*GOAL OF THE EXERCISE*
I'd like the data below restated word for word, with the pictures left out.
▼
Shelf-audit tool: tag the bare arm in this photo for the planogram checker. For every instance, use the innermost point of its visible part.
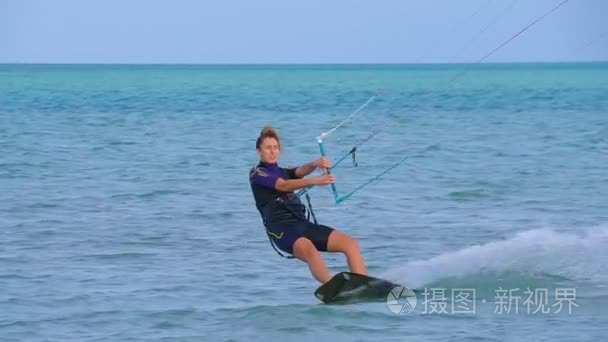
(305, 170)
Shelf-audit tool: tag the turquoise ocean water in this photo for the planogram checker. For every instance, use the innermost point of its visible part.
(126, 214)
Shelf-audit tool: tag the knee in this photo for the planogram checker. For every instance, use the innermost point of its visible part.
(351, 246)
(303, 248)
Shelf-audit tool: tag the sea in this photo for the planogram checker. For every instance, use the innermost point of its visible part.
(126, 212)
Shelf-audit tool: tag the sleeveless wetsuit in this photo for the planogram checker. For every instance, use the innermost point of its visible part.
(283, 213)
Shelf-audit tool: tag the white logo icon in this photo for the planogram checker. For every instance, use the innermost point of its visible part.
(401, 300)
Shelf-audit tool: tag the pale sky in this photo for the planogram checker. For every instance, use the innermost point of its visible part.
(312, 31)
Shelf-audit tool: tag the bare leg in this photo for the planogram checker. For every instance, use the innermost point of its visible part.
(304, 250)
(340, 242)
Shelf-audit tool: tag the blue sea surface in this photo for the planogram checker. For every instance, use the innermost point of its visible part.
(126, 212)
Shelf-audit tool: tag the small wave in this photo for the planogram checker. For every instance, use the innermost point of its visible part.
▲
*TASK RESULT*
Shelf-audit tool: tag the bare arm in this photo for the planogram checker. For every instance, use the innermost point of its visible part.
(305, 170)
Shelf-audit tool: tag the turquoise ocean water in this photo for the planogram checker. For every instance, use the innermost point of its visible part.
(126, 214)
Shelf-audit tool: tag the knee in this photo for the planogram checker. For every instance, use the innermost point of its visible part.
(351, 246)
(303, 248)
Shelf-audit tool: tag the sea in this photo for the planogram checker. For every instance, use the innermost point of its visible part.
(126, 212)
Shelf-audit tool: tag the sleeveless wetsuit in this photo for the planogram checker. For every instance, use the innermost point of its visible part.
(283, 213)
Shelf-audit tool: tag the white logo icon in this photo for the planogram checker. For every instance, use the innermost point of its visible part.
(401, 300)
Shelf-audit tool: tag the pale sky in this photo for the planogram checker. For every instance, use the innermost point of its visible part.
(312, 31)
Shelf-audit tool: tag the bare leg in this photo for the planogram checker. For every instance, use the innermost point of its visible part.
(304, 250)
(340, 242)
Shelf-audit tool: tag the blue sea surface in this photo for the planogram checker. For every instance, use the innermost point of its visible part.
(126, 212)
Shelf-audit tool: tag the small wave in this photo for the planogram checker. For every instance, use the innermost point of its visible part.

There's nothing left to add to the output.